- **Task requirements**: Rewrite the part that opens with the line containing "the space needle." and closes with the line containing "[[443, 270]]", swapping "one point" for "a single point" and leaving everything else unchanged; give back only those lines.

- **Input rows**:
# # #
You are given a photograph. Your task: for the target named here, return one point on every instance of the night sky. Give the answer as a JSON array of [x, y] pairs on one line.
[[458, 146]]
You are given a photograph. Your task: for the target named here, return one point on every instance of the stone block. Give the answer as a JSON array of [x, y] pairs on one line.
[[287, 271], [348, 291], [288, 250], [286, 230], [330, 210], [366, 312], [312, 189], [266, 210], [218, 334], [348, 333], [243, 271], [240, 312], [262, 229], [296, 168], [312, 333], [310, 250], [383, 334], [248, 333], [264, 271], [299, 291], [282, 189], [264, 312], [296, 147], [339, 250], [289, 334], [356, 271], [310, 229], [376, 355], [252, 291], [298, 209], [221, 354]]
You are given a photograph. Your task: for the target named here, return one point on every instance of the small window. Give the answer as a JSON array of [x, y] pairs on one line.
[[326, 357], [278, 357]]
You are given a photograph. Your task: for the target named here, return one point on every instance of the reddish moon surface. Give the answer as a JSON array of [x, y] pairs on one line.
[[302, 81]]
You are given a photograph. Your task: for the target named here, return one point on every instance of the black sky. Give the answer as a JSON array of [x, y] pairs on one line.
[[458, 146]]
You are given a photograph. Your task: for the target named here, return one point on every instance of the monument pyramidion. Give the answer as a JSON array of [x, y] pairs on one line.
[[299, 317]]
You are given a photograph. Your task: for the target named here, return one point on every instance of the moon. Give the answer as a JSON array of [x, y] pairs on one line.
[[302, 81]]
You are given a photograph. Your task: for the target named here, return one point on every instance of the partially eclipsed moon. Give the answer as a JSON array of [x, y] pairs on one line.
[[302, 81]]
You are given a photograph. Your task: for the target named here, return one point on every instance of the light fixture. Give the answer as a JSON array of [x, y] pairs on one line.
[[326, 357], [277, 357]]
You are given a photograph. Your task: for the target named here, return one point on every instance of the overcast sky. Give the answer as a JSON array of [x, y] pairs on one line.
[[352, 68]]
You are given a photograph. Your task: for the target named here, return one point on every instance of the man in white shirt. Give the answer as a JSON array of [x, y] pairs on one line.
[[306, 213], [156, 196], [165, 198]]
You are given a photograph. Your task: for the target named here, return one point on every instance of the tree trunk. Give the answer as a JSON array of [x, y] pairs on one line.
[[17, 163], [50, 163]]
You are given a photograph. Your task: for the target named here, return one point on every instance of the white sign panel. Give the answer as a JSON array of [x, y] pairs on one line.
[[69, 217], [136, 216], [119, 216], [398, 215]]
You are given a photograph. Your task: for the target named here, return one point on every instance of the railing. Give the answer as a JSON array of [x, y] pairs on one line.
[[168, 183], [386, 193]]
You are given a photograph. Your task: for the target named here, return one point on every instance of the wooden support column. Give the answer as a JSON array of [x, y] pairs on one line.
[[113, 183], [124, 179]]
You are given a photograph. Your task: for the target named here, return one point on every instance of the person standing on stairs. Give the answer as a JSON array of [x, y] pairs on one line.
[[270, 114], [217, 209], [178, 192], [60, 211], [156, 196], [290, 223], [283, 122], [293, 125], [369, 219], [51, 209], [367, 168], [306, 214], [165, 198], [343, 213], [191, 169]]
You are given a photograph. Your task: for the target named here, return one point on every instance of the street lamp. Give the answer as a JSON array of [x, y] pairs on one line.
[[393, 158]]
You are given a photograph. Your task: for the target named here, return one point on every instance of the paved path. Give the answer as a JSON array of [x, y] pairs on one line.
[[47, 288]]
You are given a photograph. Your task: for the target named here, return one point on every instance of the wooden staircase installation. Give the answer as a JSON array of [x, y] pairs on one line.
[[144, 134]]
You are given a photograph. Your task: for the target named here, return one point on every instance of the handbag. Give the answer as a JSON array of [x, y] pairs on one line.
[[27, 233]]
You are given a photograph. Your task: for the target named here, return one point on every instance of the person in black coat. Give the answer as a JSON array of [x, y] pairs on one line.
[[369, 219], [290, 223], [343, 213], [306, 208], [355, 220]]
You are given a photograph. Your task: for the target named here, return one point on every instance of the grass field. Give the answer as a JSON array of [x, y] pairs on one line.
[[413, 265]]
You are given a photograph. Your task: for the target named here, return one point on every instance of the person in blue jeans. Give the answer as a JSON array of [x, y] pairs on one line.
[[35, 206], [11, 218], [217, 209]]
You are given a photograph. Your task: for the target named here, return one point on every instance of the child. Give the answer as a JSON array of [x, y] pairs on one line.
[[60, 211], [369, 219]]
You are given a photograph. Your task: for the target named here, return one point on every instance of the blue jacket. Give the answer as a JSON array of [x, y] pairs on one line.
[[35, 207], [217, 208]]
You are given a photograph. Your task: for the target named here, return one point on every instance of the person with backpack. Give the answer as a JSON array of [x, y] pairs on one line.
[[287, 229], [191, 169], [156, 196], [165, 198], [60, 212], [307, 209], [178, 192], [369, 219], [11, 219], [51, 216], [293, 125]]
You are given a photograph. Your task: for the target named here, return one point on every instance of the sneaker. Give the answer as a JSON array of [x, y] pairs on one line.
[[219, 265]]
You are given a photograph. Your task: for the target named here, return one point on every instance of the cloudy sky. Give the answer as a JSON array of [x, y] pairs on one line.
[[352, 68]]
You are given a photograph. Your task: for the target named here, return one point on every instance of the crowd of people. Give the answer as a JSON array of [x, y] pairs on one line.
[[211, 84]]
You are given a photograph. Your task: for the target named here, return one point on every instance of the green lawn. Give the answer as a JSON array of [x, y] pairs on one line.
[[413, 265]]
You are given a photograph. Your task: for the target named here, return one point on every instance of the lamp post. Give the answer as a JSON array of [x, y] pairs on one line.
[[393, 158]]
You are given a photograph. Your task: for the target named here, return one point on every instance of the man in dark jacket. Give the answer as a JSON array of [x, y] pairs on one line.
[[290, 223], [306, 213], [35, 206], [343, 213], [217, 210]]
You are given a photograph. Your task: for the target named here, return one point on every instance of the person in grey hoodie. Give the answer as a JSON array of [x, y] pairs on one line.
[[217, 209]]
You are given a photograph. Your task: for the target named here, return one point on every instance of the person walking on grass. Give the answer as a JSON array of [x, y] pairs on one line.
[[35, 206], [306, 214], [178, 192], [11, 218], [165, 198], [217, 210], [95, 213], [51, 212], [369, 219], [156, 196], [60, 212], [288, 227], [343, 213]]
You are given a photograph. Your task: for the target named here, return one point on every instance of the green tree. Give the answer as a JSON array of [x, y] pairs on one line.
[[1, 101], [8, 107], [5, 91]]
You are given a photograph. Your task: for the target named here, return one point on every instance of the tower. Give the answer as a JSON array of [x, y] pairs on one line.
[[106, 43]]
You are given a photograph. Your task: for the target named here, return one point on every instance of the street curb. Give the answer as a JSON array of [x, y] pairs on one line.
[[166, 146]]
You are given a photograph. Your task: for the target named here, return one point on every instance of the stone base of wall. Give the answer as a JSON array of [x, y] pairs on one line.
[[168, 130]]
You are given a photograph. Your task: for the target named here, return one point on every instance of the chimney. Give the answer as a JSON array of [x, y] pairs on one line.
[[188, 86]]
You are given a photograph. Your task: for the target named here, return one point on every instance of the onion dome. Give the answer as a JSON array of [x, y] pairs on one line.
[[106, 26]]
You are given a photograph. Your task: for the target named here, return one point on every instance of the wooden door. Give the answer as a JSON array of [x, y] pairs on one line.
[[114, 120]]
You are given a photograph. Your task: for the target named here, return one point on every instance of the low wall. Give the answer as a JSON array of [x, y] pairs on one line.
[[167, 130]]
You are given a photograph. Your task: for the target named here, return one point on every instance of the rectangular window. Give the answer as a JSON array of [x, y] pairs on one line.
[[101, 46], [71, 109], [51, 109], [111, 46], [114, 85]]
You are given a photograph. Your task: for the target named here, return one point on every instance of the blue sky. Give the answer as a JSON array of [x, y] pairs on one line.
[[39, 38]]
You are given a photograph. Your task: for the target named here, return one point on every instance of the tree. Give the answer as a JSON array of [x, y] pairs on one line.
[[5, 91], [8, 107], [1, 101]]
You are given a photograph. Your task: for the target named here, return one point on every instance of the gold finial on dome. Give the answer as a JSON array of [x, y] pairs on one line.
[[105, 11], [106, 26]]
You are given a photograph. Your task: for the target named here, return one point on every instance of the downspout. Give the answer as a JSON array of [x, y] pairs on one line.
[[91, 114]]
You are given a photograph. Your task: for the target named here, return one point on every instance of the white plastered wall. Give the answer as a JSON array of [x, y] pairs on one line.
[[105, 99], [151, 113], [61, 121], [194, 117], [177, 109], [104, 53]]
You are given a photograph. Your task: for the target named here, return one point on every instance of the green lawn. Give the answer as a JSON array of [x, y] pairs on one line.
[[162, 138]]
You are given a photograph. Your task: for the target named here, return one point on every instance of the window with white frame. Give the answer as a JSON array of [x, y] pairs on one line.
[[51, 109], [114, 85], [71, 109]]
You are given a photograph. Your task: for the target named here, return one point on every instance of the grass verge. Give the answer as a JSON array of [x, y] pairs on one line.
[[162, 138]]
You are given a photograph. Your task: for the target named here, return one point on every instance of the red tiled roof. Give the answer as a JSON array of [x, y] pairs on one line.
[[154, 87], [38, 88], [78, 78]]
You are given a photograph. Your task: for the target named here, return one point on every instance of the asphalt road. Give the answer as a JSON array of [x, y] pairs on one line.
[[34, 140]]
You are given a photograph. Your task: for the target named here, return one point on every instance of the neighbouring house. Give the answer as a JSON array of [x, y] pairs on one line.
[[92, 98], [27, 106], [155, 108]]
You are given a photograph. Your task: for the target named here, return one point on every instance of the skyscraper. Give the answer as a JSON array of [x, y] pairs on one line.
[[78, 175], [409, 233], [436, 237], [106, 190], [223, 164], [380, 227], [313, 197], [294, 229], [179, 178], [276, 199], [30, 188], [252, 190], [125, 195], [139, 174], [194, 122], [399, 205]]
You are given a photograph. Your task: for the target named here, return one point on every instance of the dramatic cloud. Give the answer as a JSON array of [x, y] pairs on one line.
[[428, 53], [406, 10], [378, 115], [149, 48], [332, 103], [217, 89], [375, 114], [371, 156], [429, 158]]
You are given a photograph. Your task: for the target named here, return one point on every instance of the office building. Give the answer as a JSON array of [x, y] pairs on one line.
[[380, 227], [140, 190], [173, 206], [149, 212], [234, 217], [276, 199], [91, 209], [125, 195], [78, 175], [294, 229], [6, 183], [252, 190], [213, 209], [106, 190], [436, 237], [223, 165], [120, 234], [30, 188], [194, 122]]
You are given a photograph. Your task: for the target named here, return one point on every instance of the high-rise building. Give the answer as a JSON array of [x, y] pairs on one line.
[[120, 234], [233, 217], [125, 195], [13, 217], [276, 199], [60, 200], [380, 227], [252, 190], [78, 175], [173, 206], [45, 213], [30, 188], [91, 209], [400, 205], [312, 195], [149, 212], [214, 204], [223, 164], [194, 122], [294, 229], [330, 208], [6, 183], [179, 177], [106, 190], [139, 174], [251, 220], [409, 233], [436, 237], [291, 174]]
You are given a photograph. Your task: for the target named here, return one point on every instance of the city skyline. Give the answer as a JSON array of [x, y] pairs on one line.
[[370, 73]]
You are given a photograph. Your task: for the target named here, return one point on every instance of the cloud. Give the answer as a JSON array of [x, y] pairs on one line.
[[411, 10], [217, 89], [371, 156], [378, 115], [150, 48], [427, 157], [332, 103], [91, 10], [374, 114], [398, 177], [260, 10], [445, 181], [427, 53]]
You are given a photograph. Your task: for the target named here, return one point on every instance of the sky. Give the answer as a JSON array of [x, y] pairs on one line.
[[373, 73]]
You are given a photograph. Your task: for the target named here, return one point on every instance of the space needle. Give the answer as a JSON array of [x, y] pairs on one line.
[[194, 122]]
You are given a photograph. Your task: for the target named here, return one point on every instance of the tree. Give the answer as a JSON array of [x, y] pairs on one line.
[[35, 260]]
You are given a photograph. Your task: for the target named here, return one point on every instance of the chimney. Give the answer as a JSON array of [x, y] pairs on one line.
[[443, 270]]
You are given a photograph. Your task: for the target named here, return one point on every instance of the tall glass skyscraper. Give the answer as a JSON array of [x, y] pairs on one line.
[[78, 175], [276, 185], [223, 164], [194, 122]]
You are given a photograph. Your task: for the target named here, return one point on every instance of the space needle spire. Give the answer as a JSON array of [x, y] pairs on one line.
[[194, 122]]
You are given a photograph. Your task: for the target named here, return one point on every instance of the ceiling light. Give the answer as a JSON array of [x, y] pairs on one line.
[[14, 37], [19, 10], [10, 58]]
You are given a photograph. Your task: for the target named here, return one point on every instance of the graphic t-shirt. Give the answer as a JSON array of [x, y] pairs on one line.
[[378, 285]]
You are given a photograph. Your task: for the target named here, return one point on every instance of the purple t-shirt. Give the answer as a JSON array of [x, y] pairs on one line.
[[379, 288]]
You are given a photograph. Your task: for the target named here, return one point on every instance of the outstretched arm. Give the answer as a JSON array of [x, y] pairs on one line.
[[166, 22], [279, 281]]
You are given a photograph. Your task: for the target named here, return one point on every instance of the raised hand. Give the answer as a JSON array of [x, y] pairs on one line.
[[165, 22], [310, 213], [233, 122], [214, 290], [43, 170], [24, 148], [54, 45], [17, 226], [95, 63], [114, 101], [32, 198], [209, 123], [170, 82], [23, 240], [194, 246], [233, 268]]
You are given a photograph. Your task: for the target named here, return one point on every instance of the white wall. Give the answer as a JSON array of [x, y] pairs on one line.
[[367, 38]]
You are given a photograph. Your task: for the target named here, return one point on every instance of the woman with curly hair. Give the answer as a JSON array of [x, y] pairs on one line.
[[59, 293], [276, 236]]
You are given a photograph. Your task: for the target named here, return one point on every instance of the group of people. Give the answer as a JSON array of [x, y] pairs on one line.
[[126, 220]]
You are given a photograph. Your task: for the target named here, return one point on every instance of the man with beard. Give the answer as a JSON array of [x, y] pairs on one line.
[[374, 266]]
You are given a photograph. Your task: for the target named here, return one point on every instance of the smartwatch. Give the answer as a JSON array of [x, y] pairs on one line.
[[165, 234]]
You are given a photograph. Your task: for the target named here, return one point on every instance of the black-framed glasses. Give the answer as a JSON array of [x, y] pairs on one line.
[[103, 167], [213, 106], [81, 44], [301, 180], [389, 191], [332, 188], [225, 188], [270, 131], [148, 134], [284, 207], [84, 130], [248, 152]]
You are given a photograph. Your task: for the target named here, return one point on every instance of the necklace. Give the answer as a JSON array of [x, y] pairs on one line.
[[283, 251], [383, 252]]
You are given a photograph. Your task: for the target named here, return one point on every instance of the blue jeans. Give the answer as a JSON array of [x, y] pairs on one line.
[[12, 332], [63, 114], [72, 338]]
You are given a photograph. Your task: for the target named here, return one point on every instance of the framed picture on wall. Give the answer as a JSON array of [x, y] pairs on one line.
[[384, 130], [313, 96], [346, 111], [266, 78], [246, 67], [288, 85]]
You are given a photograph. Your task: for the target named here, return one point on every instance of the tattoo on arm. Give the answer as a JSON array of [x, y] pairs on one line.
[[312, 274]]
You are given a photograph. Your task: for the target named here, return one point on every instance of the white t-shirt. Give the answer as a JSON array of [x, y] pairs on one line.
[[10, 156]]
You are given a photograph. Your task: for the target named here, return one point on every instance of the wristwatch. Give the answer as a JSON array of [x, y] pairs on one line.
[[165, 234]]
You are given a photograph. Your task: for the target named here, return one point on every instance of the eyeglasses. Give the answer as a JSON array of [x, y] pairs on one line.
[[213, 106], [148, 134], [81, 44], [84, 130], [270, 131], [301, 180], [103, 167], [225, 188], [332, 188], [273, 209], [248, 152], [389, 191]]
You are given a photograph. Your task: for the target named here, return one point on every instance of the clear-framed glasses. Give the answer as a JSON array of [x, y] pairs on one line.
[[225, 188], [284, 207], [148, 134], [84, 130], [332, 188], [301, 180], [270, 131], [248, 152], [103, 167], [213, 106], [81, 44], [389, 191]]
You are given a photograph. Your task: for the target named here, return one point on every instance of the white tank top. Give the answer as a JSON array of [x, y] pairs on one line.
# # #
- **Result of the task**:
You are given a photograph. Your task: for the target named here, return a single point on every instance of the space needle. Give the answer as a JSON array of [x, y] pairs on one line.
[[194, 122]]
You are given a photograph. Your task: for the target named here, return a single point on every instance of the tree. Give the answer as a JSON array of [x, y] pairs on one line.
[[35, 260]]
You are given a photograph. Your task: for the target named here, return a single point on every instance of the chimney. Give the answer as a JSON array of [x, y] pairs on one line.
[[443, 270]]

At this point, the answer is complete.